Exercise: Copy out the entries below, replacing every "coordinate pair" with "x-y pair" and keeping all other text the same.

Provided data:
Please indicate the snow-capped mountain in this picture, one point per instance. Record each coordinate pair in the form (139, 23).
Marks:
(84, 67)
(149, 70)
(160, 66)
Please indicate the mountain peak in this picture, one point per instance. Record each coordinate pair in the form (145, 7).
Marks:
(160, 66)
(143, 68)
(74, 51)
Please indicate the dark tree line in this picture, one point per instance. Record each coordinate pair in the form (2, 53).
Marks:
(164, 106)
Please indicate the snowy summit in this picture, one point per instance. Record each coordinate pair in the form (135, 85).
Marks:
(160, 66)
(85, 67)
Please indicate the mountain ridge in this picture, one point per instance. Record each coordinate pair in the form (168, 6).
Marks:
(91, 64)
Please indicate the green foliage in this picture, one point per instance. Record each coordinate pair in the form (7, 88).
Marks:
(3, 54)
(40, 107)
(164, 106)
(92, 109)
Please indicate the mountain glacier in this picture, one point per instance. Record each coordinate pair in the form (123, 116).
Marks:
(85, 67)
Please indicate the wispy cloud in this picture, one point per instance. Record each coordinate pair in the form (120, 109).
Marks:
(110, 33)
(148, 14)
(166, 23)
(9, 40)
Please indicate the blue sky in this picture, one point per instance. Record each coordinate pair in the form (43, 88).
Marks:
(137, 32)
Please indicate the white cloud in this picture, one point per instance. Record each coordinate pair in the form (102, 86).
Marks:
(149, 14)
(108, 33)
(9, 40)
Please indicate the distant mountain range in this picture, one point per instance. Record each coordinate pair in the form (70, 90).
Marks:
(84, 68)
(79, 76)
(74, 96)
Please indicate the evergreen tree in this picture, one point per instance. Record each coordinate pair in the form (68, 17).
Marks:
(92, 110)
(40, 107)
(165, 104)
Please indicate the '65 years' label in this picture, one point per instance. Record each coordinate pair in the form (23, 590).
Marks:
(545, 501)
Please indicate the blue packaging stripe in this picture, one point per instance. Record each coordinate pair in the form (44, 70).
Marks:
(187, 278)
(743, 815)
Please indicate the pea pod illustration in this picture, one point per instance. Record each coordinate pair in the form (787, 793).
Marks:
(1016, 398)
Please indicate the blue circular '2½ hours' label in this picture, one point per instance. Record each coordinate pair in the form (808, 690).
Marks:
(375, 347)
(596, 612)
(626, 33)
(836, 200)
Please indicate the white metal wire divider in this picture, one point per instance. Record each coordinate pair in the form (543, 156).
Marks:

In response:
Please indicate the snow-capped mountain in this picture, one point per instance. Record each x-y pair in the form (139, 23).
Marks:
(84, 67)
(149, 70)
(160, 66)
Please indicate the mountain peak in this picture, one point per instance. Record each x-y pair in the form (145, 7).
Marks:
(160, 66)
(143, 68)
(74, 51)
Please indicate the dark tree line in this picture, one point per instance. Record each x-y pair in the form (2, 53).
Marks:
(164, 106)
Please indicate the snowy summit in this picture, one point per instance. Record each x-y pair in the form (135, 85).
Marks:
(160, 66)
(85, 67)
Please indicate the mountain ridge in this picture, one point per instance. Record each x-y pair in the form (168, 6).
Marks:
(91, 64)
Please indicate the green foliage in this picture, one point per instance. Record each x-y pair in the form (7, 88).
Marks:
(3, 54)
(40, 107)
(164, 106)
(92, 109)
Please indicate the mountain glacier in this picture, one point per instance. Record each x-y pair in the form (123, 116).
Marks:
(85, 67)
Please indicate the wispy cloud in this picture, one point per instance. Record each x-y pair in the form (120, 109).
Marks:
(110, 33)
(148, 14)
(166, 23)
(9, 40)
Please indicate the blue sky in this picture, one point per instance. Record each x-y pair in the form (43, 88).
Marks:
(137, 32)
Please indicate the white cloud in this picture, one point per instance. Record each x-y pair in the form (102, 86).
Marks:
(149, 14)
(108, 33)
(9, 40)
Please indicate the distant mountain range in this picture, one point per instance. Record each x-y pair in the form (70, 90).
Marks:
(84, 68)
(79, 76)
(74, 96)
Please indicate the evergreen tree in this picture, one point per instance. Record each x-y pair in the form (68, 17).
Marks:
(92, 110)
(40, 107)
(165, 104)
Please indicate the '65 years' label in this picture, one point per instance. Record each x-y pair in the form (23, 590).
Marks:
(545, 501)
Please indicate the blue packaging stripe in this picture, one point per instance. Record each x-y pair in the form (44, 70).
Marks:
(187, 278)
(743, 815)
Please indicate the pea pod illustration in this picture, one point per instance. Record each x-y pair in the form (787, 793).
Marks:
(1016, 398)
Please indicate the blue circular '2½ hours' label in this picture, one point per instance. Record each x-y pair in the form (808, 690).
Marks:
(375, 347)
(596, 612)
(626, 33)
(836, 200)
Please indicate the white metal wire divider in this picture, one point per instance. Record each x-y pair in the form (543, 156).
Marks:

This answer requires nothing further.